▸ **WHAT IS BEING ASKED**: Below are some records. Pull every line that contains the word "photo".

'''

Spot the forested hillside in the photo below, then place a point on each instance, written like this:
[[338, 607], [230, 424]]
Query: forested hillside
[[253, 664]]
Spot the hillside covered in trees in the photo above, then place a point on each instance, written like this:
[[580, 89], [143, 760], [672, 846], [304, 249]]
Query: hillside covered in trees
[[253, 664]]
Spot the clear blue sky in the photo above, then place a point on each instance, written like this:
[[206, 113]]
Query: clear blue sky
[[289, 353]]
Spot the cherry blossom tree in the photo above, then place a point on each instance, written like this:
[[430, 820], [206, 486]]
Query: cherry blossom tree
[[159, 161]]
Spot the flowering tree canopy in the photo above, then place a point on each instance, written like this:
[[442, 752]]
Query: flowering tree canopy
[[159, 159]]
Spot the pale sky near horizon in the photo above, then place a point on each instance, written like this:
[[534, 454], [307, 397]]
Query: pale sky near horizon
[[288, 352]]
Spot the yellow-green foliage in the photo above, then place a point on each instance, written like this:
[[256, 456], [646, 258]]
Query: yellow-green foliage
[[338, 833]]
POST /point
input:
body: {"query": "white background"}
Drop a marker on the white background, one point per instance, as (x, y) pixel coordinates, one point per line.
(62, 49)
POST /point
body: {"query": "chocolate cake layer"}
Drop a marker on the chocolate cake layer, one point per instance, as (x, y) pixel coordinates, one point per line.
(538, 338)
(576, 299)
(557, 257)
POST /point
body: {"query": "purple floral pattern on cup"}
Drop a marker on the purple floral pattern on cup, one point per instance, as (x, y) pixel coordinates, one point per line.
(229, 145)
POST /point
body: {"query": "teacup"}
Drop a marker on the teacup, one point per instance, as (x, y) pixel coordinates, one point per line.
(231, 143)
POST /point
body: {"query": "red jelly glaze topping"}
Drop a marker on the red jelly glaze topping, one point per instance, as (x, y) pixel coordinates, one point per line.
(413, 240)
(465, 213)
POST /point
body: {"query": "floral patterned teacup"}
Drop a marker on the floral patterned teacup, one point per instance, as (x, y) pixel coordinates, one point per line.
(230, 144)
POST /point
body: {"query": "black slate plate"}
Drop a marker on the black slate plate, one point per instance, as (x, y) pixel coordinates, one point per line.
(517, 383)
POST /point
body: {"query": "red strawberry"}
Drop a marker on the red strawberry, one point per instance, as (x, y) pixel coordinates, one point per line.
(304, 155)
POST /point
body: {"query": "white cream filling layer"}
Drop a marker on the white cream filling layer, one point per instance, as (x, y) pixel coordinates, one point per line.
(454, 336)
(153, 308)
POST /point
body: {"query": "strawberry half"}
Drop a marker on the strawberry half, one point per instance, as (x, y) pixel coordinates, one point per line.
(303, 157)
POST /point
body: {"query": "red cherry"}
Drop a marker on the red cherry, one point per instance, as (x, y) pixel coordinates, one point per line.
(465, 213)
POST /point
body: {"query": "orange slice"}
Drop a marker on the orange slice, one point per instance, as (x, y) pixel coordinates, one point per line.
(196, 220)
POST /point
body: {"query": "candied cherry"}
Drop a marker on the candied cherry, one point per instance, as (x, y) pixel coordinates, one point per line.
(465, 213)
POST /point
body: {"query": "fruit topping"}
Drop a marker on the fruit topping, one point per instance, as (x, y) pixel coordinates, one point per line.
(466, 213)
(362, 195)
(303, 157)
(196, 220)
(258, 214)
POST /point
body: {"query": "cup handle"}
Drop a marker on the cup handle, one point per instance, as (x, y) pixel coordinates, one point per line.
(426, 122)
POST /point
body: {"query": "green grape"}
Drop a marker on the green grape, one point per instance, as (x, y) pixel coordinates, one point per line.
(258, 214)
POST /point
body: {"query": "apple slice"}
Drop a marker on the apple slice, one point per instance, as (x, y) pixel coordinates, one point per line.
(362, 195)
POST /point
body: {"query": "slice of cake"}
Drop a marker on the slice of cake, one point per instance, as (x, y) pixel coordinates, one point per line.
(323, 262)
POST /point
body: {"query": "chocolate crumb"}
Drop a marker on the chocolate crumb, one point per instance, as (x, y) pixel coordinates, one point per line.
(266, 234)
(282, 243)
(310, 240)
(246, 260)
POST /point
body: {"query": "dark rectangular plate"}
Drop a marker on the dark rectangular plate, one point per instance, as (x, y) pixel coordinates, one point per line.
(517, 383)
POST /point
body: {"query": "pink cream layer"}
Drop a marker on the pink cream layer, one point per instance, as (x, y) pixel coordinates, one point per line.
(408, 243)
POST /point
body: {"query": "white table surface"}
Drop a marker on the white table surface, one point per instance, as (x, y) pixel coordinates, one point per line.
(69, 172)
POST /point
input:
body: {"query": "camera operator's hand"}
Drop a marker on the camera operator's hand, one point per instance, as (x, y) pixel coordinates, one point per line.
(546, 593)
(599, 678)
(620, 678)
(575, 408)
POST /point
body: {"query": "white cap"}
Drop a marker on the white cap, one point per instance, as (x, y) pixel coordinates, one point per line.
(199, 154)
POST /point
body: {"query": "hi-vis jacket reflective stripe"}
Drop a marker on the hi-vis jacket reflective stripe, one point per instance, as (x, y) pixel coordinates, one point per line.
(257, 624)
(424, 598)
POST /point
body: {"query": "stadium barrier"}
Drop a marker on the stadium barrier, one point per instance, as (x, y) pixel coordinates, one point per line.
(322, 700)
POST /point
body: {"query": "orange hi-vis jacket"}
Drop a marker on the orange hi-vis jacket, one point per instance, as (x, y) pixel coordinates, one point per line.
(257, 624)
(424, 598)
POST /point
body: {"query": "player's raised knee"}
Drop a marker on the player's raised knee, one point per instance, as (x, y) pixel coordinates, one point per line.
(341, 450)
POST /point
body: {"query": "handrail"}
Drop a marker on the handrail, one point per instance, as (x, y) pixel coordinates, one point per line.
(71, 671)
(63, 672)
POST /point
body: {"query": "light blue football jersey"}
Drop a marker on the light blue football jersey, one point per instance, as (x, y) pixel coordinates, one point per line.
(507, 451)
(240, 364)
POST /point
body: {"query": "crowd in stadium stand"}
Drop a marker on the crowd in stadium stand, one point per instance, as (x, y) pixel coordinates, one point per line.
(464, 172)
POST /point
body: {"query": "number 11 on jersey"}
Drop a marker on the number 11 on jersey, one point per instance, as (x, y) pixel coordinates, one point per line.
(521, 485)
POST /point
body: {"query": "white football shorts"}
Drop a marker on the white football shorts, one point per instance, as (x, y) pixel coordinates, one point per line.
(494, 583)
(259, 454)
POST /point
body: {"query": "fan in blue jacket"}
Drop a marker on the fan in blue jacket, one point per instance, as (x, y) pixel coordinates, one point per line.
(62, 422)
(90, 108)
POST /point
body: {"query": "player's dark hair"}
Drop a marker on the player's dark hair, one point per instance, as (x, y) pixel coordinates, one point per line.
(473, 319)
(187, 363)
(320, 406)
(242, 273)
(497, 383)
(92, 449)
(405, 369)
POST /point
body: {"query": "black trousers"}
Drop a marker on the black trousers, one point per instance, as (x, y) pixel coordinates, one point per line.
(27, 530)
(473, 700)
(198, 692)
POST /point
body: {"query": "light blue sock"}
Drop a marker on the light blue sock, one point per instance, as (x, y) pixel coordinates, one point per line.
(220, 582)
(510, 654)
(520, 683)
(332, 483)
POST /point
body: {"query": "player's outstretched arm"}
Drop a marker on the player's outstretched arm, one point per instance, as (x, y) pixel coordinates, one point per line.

'''

▸ **TASK RESULT**:
Spot the forested hillside in the photo below, then place a point on each instance, written like this:
Spot the hillside covered in trees in the photo above, then place a point on each instance, written like this:
Spot the clear blue sky in the photo above, then place a point on each instance, written like this:
Spot the cherry blossom tree in the photo above, then place a point on each instance, written like this:
Spot the flowering tree canopy in the photo above, then place a point on each instance, written like this:
Spot the pale sky near horizon in the photo above, then place a point on each instance, written like this:
Spot the yellow-green foliage in the photo above, then place a point on each instance, written like this:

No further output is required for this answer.